* **Do this**
Can you rewrite every line of the items below as a Markdown table with the columns "No." and "Text", numbering the rows and skipping blank lines? Leave the pictures out of your answer.

* **Dataset entries**
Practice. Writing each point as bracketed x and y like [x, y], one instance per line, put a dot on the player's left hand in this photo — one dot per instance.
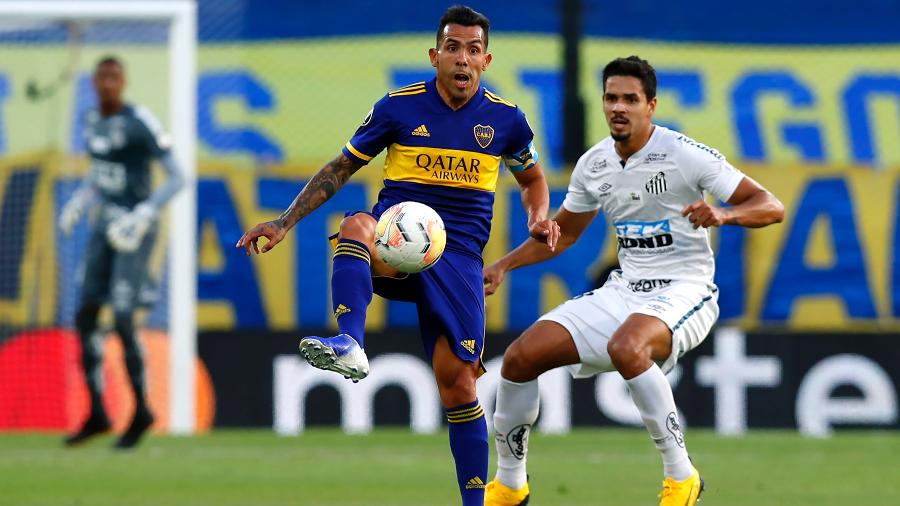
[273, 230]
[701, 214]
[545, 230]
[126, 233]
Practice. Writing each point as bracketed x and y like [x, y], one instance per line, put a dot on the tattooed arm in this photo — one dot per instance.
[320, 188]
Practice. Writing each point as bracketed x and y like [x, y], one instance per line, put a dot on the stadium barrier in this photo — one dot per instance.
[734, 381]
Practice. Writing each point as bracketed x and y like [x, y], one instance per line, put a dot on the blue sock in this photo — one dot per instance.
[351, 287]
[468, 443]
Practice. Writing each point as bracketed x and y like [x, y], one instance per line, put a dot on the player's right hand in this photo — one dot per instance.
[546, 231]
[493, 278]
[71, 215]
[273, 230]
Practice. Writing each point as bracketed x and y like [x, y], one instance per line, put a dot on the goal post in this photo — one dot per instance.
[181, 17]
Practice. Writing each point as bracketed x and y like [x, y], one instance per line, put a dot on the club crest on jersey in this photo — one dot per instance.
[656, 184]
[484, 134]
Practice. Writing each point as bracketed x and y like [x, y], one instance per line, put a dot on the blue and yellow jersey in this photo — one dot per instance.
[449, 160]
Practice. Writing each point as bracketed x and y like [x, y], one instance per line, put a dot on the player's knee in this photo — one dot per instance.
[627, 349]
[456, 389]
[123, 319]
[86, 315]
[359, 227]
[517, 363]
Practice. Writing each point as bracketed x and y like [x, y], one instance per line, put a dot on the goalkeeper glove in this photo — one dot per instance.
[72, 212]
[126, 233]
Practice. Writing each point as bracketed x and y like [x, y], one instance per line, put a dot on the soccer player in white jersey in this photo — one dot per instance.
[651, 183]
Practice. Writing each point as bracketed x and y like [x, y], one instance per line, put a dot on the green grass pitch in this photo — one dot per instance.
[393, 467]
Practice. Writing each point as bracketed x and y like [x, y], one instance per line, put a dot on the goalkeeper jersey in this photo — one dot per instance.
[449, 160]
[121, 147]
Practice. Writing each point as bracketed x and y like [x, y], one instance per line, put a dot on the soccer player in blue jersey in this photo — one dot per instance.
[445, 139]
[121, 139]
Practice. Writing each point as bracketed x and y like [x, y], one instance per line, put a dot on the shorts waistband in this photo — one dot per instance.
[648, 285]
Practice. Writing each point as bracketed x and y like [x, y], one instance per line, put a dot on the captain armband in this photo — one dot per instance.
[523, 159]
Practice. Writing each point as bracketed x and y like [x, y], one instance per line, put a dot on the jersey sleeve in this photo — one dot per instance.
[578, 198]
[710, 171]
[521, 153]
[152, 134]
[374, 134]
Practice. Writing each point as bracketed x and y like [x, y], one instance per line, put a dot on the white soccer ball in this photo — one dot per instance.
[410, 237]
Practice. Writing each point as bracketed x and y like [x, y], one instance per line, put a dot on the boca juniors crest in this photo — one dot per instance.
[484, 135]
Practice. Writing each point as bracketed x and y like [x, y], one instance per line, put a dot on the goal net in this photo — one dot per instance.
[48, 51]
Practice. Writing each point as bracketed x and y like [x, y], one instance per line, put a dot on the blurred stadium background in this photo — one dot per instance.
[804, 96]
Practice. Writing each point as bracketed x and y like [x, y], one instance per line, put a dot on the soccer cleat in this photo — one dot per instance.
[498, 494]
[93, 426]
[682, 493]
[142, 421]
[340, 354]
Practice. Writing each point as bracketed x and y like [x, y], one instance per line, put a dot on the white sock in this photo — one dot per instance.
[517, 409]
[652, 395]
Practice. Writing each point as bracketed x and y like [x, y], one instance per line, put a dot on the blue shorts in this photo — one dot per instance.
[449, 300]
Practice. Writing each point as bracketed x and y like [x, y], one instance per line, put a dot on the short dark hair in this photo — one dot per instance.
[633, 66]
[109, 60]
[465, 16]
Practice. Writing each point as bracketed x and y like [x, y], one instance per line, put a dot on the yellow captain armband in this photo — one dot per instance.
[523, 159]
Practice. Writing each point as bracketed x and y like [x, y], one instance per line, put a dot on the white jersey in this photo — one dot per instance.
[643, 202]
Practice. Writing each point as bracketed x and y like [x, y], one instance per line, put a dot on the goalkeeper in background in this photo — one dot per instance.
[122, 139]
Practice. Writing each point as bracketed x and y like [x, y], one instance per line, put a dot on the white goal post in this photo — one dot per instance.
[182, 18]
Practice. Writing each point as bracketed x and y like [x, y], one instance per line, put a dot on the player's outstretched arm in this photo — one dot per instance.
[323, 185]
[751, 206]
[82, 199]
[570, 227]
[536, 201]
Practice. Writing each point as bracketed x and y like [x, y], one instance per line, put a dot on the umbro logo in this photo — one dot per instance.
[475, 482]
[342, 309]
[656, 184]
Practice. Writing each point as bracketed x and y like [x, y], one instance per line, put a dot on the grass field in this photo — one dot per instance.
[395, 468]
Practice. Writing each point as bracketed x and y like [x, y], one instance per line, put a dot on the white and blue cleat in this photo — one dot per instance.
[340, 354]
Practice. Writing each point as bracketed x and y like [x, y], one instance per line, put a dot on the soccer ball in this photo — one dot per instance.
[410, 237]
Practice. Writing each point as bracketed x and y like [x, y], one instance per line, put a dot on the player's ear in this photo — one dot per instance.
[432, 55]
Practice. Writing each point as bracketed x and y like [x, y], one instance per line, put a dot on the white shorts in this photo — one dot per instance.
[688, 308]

* **Full output**
| No. | Text |
|---|---|
| 1 | Practice. Writing each point as bracketed x and y like [x, y], one instance per line, put a dot on the player's left hand in this photo — one dot per instance. |
| 2 | [273, 230] |
| 3 | [701, 214] |
| 4 | [545, 230] |
| 5 | [126, 233] |
| 6 | Practice. Writing each point as bracketed x and y like [x, y], one instance per line, put a dot on the tattooed arm in this photo — one dot per instance. |
| 7 | [320, 188] |
| 8 | Practice. Writing each point as bracketed x and y like [x, y], one instance per line, put a dot on the stadium barrier in this photo — one dot per instance. |
| 9 | [734, 381] |
| 10 | Practice. Writing each point as bracketed x and y like [x, y], one instance per line, put a dot on the blue sock in this photo — one dot per instance. |
| 11 | [351, 287] |
| 12 | [468, 443] |
| 13 | Practice. Writing each point as bracketed x and y like [x, y], one instance per line, put a dot on the player's right hand in this photo — one dot per instance. |
| 14 | [546, 231] |
| 15 | [493, 278] |
| 16 | [71, 215] |
| 17 | [273, 230] |
| 18 | Practice. Writing each point as bracketed x and y like [x, y], one instance per line, put a dot on the goal post in this photo — one dot per instance. |
| 19 | [181, 17] |
| 20 | Practice. Writing each point as bracketed x and y like [x, y], one instance per line, put a dot on the club crest on jersey in this photo — one dot per instance. |
| 21 | [656, 184] |
| 22 | [484, 134] |
| 23 | Practice. Writing each point as bracketed x and y like [x, y], one instance per line, put a dot on the blue and yellow jersey in this photo — one dot per instance. |
| 24 | [449, 160] |
| 25 | Practice. Writing each point as bracketed x and y like [x, y], one instance per line, put a dot on the player's knee in this photo — one dot per instance. |
| 26 | [627, 349] |
| 27 | [456, 389] |
| 28 | [123, 319] |
| 29 | [86, 315] |
| 30 | [359, 227] |
| 31 | [517, 363] |
| 32 | Practice. Writing each point as bracketed x and y like [x, y], one instance per line, put a dot on the goalkeeper glove in this photo — one dot per instance. |
| 33 | [72, 212] |
| 34 | [126, 233] |
| 35 | Practice. Writing each point as bracketed x and y like [x, y], one instance per line, put a dot on the soccer player in white jersey in this photo — one dot per instance. |
| 36 | [651, 183] |
| 37 | Practice. Writing each point as bracketed x and y like [x, y], one instance per line, put a dot on the green grass pitch in this photo — one dot per instance. |
| 38 | [393, 467] |
| 39 | Practice. Writing each point as bracketed x and y like [x, y], one instance per line, put a dot on the goalkeeper jersey in this photo — one dot per instance. |
| 40 | [449, 160] |
| 41 | [121, 147] |
| 42 | Practice. Writing each point as bracketed x and y like [x, y], one instance per line, put a dot on the soccer player in blue jersey in this photo — one dot per instance. |
| 43 | [445, 139] |
| 44 | [121, 139] |
| 45 | Practice. Writing each point as bracketed x and y like [x, y], one instance per line, put a dot on the shorts waistband in this photo — one dot per instance. |
| 46 | [648, 285] |
| 47 | Practice. Writing each point as bracketed x and y like [x, y], one instance per line, put a dot on the captain armband in this photo — one dot per instance. |
| 48 | [523, 159] |
| 49 | Practice. Writing each point as bracketed x and y like [x, y], one instance per line, put a dot on the jersey sleeve in this photo — one dot per instance. |
| 50 | [578, 198] |
| 51 | [710, 171] |
| 52 | [521, 153] |
| 53 | [152, 134] |
| 54 | [374, 134] |
| 55 | Practice. Writing each point as bracketed x and y like [x, y], one instance per line, put a dot on the white soccer ball in this photo — one dot per instance. |
| 56 | [410, 237] |
| 57 | Practice. Writing each point as bracketed x and y like [x, y], one instance per line, put a dot on the boca juniors crest in this photo — one dot per instance. |
| 58 | [484, 135] |
| 59 | Practice. Writing each point as bracketed x and y like [x, y], one instance per line, put a dot on the goal net in this photo — one dot per instance. |
| 60 | [48, 51] |
| 61 | Practice. Writing each point as bracketed x and y like [x, y], one instance per line, put a dot on the blurred stadium background in this photo — one dot per instance. |
| 62 | [804, 96] |
| 63 | Practice. Writing each point as bracketed x and y like [x, y], one instance per line, put a dot on the soccer cleat in this photo — one dot per instance. |
| 64 | [498, 494] |
| 65 | [93, 426] |
| 66 | [682, 493] |
| 67 | [142, 421] |
| 68 | [340, 354] |
| 69 | Practice. Writing each point as bracketed x and y like [x, y], one instance per line, put a dot on the white sock in this photo — one dot per instance. |
| 70 | [517, 409] |
| 71 | [652, 395] |
| 72 | Practice. Writing each point as bracketed x and y like [x, y], one instance per line, put a dot on the blue shorts in this photo — one dot per instance. |
| 73 | [449, 300] |
| 74 | Practice. Writing each point as bracketed x and y like [x, y], one instance per line, put a dot on the short dark hair in this photo — one dot per instance. |
| 75 | [633, 66] |
| 76 | [109, 60] |
| 77 | [465, 16] |
| 78 | Practice. Writing each point as bracketed x and y like [x, y], one instance per line, put a dot on the yellow captain armband in this photo — one dot per instance. |
| 79 | [523, 159] |
| 80 | Practice. Writing each point as bracketed x and y like [x, y], one instance per line, put a dot on the white jersey in this photo — one dot per instance. |
| 81 | [643, 202] |
| 82 | Practice. Writing each point as bracketed x and y like [x, y], one instance per line, put a dot on the goalkeeper in background in this photo — one dot per instance. |
| 83 | [122, 139] |
| 84 | Practice. Writing each point as bracketed x and y like [x, y], one instance per line, put a dot on the white goal post in this photo — one dot per instance. |
| 85 | [182, 18] |
| 86 | Practice. Writing each point as bracketed x and y like [x, y], one instance per line, put a dot on the player's outstretched arm in this photo — one dot per instance. |
| 87 | [323, 185] |
| 88 | [751, 206] |
| 89 | [82, 199] |
| 90 | [570, 227] |
| 91 | [536, 201] |
| 92 | Practice. Writing each point as bracketed x and y like [x, y], one instance per line, put a dot on the umbro logo in this photo — one dot per instance. |
| 93 | [475, 482] |
| 94 | [342, 309] |
| 95 | [656, 184] |
| 96 | Practice. Writing each point as bracketed x and y like [x, y], one instance per line, put a dot on the grass field in this photo — one dot per instance. |
| 97 | [395, 468] |
| 98 | Practice. Writing each point as bracketed x and y like [x, y], one instance per line, put a dot on the white and blue cleat in this photo — one dot per instance. |
| 99 | [340, 354] |
| 100 | Practice. Writing each point as bracketed x and y like [x, y], one instance per line, put a dot on the soccer ball in this photo — one dot per instance. |
| 101 | [410, 237] |
| 102 | Practice. Writing each point as bracketed x and y like [x, y], one instance per line, put a dot on the player's ear in this photo — one dot per instance. |
| 103 | [432, 55] |
| 104 | Practice. Writing each point as bracketed x and y like [x, y], one instance per line, put a dot on the white shorts in this photo — one dot per instance. |
| 105 | [688, 308] |